[The task]
Please render the rows below as a JSON list of strings, one string for each line, leaving out any blank lines.

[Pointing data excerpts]
###

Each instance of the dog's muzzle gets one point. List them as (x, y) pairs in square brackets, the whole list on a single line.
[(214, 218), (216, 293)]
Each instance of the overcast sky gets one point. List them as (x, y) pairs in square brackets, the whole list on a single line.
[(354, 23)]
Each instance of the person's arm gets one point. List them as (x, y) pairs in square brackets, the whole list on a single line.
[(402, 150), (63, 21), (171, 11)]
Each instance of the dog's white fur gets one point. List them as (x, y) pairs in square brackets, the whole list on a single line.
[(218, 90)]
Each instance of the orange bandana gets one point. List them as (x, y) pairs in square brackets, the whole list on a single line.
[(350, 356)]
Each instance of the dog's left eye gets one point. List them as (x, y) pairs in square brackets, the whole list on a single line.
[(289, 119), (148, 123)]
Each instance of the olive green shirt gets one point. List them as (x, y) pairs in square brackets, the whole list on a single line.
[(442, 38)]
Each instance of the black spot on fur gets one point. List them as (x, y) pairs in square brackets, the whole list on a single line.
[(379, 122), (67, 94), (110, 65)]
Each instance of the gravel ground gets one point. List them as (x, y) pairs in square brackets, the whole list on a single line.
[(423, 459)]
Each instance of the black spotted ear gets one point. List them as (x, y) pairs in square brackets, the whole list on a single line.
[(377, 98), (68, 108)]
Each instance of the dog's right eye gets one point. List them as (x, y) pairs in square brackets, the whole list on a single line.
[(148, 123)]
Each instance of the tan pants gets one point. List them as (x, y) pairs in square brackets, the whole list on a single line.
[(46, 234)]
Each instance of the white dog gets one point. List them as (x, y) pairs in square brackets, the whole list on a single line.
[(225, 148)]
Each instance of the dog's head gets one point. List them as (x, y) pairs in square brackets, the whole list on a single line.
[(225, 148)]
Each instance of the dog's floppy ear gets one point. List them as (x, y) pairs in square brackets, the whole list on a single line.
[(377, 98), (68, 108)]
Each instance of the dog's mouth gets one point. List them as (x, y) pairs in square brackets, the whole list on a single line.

###

[Answer to this task]
[
  "Each instance of the dog's muzzle gets one point. List them as (x, y) pairs in square brackets, the whole list on a single line.",
  "[(214, 218), (216, 293)]",
  "Each instance of the overcast sky gets one point. List them as (x, y) pairs in square brackets, the whole list on a single line.",
  "[(354, 23)]",
  "Each instance of the person's arm gets one point. List them as (x, y) pairs in square brackets, the whole list on a single line.",
  "[(402, 150), (63, 21), (171, 11)]",
  "Each instance of the dog's white fur gets one point. List them as (x, y) pairs in square brackets, the whole list on a single line.",
  "[(218, 90)]",
  "Each instance of the orange bandana gets one point. List them as (x, y) pairs in square brackets, the whole list on a single line.",
  "[(350, 356)]",
  "Each instance of the dog's left eye gets one point. List them as (x, y) pairs in square brackets, the whole list on a single line.",
  "[(289, 119), (148, 123)]",
  "Each instance of the olive green shirt gets one point. List them as (x, y) pairs in square brackets, the whole list on a single line.",
  "[(442, 38)]",
  "Each instance of the black spot on fur gets one point. List them as (x, y) pairs in square brackets, the whole list on a single line.",
  "[(379, 122), (67, 94), (110, 65)]",
  "Each instance of the gravel ground gets one point. List them as (x, y) pairs in square brackets, the whole list on a single line.",
  "[(423, 459)]",
  "Each instance of the black spotted ear gets one point. List them as (x, y) pairs in square brackets, the whole list on a single line.",
  "[(377, 98), (68, 108)]",
  "Each instance of the dog's right eye gets one point. List them as (x, y) pairs in square brackets, the whole list on a single line.",
  "[(148, 123)]",
  "Each instance of the tan pants gets one point. List them as (x, y) pairs in square brackets, the whole list on a single line.",
  "[(46, 234)]",
  "Each instance of the white dog gets one point. List them as (x, y) pairs in square brackets, the whole list on a single line.",
  "[(225, 148)]",
  "Each instance of the dog's head gets one point. List them as (x, y) pairs in square brackets, the whole list on a single line.",
  "[(225, 148)]",
  "Each instance of the dog's floppy ear gets one point. List them as (x, y) pairs in square brackets, the whole list on a single line.",
  "[(377, 98), (68, 108)]",
  "Each instance of the dog's mouth gets one point. List them as (x, y) pairs in square brackets, the whole list on a single line."
]